About this item

Pulled into a deadly game of deception, secrets, and lies, a woman must find the truth in order to defeat a mysterious opponent, protect her daughter, and save her own life in this dazzling standalone psychological thriller with an unforgettable ending from the New York Times bestselling author of Woman with a Secret and The Monogram Murders.

You thought you knew who you were. A stranger knows better.

You've left the city - and the career that nearly destroyed you - for a fresh start on the coast. But trouble begins when your daughter withdraws, after her new best friend, George, is unfairly expelled from school.

You beg the principal to reconsider, only to be told that George hasn't been expelled. Because there is, and was, no George.

Who is lying? Who is real? Who is in danger? Who is in control? As you search for answers, the anonymous calls begin - a stranger, who insists that you and she share a traumatic past and a guilty secret. And then the caller threatens your life. . . .

This is Justine's story. This is Justine's family. This is Justine's game. But it could be yours.

□ □ □ □ □

- _Problem 1_: Repeat the thriller blurb starting with "You beg the" and going on through "your life. . . .", swapping "principal" for "headmaster".
- _Problem 2_: Carry on the thriller blurb from its final sentence.

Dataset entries
□ □ □ □ □

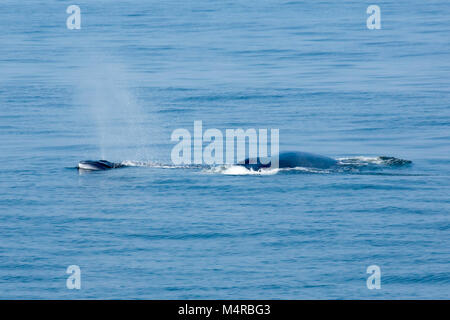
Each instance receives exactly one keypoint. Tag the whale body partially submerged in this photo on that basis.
(93, 165)
(291, 159)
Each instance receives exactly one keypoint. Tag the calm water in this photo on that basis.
(136, 71)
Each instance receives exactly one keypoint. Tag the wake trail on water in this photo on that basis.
(357, 164)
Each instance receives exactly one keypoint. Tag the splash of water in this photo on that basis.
(119, 119)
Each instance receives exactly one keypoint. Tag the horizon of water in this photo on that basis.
(116, 90)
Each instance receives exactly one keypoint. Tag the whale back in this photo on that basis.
(292, 160)
(97, 165)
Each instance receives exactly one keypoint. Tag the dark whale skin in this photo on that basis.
(93, 165)
(292, 159)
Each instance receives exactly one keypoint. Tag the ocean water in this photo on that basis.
(136, 71)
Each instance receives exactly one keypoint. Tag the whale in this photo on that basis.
(95, 165)
(291, 159)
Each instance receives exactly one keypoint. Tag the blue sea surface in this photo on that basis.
(137, 70)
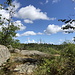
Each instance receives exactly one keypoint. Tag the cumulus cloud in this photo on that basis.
(28, 33)
(19, 24)
(47, 1)
(69, 30)
(28, 21)
(32, 13)
(55, 1)
(4, 14)
(51, 29)
(17, 4)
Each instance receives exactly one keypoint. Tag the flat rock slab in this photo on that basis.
(4, 54)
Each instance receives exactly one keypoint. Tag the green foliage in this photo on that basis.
(8, 30)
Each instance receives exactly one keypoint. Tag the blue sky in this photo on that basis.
(38, 20)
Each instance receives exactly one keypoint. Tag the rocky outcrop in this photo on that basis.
(4, 54)
(33, 52)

□ □ □ □ □

- _Final answer 1_:
You beg the headmaster to reconsider, only to be told that George hasn't been expelled. Because there is, and was, no George.

Who is lying? Who is real? Who is in danger? Who is in control? As you search for answers, the anonymous calls begin - a stranger, who insists that you and she share a traumatic past and a guilty secret. And then the caller threatens your life. . . .

- _Final answer 2_:
About the Author

Sophie Hannah

Sophie Hannah is an internationally bestselling writer of psychological crime fiction, published in 27 countries. In 2013, her latest novel, The Carrier, won the Crime Thriller of the Year Award at the Specsavers National Book Awards. Two of Sophie's crime novels, The Point of Rescue and The Other Half Lives, have been adapted for television and appeared on ITV1 under the series title Case Sensitive in 2011 and 2012. In 2004, Sophie won first prize in the Daphne Du Maurier Festival Short Story Competition for her suspense story The Octopus Nest, which is now published in her first collection of short stories, The Fantastic Book of Everybody's Secrets. Sophie has also published five collections of poetry. Her fifth, Pessimism for Beginners, was shortlisted for the 2007 T S Eliot Award. Her poetry is studied at GCSE, A-level and degree level across the UK. From 1997 to 1999 she was Fellow Commoner in Creative Arts at Trinity College, Cambridge, and between 1999 and 2001 she was a fellow of Wolfson College, Oxford. She is forty-one and lives with her husband and children in Cambridge, where she is a Fellow Commoner at Lucy Cavendish College. She is currently working on a new challenge for the little grey cells of Hercule Poirot, Agatha Christie's famous detective.